[Opening TEXT SEGMENT section]

Thursday, March 9, 2023
SPRINGFIELD—Republican and Democratic members of The Illinois House of Representatives’ Personnel and Pensions Committee voted 9-0 Thursday for Comptroller Susana A. Mendoza’s Act of Duty bill to provide duty-disability benefits for Chicago first responders severely stricken by COVID-19 in the days before vaccines were available.
Officers killed by COVID-19 in those days are considered to have died in an “Act of Duty” under state law, so their families get full benefits. But the city of Chicago’s police pension board has been denying Act of Duty benefits to officers including Comptroller Mendoza’s brother, Chicago Police Det. Sgt. Joaquin Mendoza, who lived through the disease but were left severely disabled.
“You should not be punished for living. You should also be able to access your health care and your duty disability if you survive COVID but are unable to go back to work,” said Comptroller Mendoza. “My brother’s situation is tragic. I couldn’t even talk about it before without breaking into tears. But I hope that through that tragedy we can fix this for everyone else.”
Mendoza’s bill, HB3162, would fix state law to include that same “rebuttable presumption” of the illness being contracted by first responders in an act of duty for officers who lived through COVID as those who died.
“Unfortunately, for whatever reason, we left out the rebuttable presumption for firefighters and police officers who have become disabled as a result of exposure and contraction of COVID-19. This is unacceptable. It was an oversight, and we’re here to correct it,” said sponsor, State Rep. Jay Hoffman, D-Swansea.

[Closing TEXT SEGMENT section]
[Opening DATA section]

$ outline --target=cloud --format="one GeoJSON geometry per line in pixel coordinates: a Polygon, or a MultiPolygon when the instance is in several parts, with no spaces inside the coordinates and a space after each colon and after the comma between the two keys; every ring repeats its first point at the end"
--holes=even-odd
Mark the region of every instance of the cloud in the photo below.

[Closing DATA section]
[Opening DATA section]

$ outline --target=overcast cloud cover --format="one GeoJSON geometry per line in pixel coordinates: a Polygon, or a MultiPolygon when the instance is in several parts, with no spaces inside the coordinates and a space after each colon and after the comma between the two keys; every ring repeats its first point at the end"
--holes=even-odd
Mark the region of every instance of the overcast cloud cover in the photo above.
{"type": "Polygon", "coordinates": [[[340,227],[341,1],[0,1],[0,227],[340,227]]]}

[Closing DATA section]

**TO DO**
1 > Can you condense the paragraph of the press release on the Act of Duty bill that begins "Officers killed by COVID-19" into a short list of its main facts?
2 > Using the press release on the Act of Duty bill, answer these:
(a) What was the committee's vote on the bill?
(b) What is the bill's number?
(c) Who is the bill's sponsor?
3 > Could you carry the press release on the Act of Duty bill further, picking up after its last sentence?
The rows come from a different source than the press release on the Act of Duty bill.

**RESPONSES BY ITEM NUMBER**
1 >
- Under state law, officers who died of COVID-19 before vaccines were available are considered to have died in an "Act of Duty," so their families get full benefits.
- The Chicago police pension board has denied Act of Duty benefits to officers who survived the disease but were left severely disabled.
- One of those officers is Comptroller Mendoza's brother, Chicago Police Det. Sgt. Joaquin Mendoza.

2 >
(a) 9-0
(b) HB3162
(c) State Rep. Jay Hoffman, D-Swansea

3 >
Comptroller Mendoza shared with the committee how her brother’s greatest passion in life was law enforcement. He had worked for 17 days straight before falling ill with COVID-19. His ICU stay resulted in the loss of both of his kidneys, and he also suffered several strokes. Even the pension board’s own physician said it was clear Det. Sgt. Mendoza would never be able to work again.
The bill now moves to the full House for a vote and then to the State Senate where Sen. Bill Cunningham, D-Chicago, is the sponsor.
Chicago Police Officer Diana Cordova-Nestad described at a news conference at Chicago’s City Hall how COVID-19 had left her severely disabled after she contracted the virus on the job. The Policeman’s Annuity and Benefits Fund first denied Det. Sgt. Mendoza, then Officer Cordova-Nestad. Another 18 officers with similar situations are in the pipeline, according to lawyers who represent these officers before the board. They would all be helped by this legislation.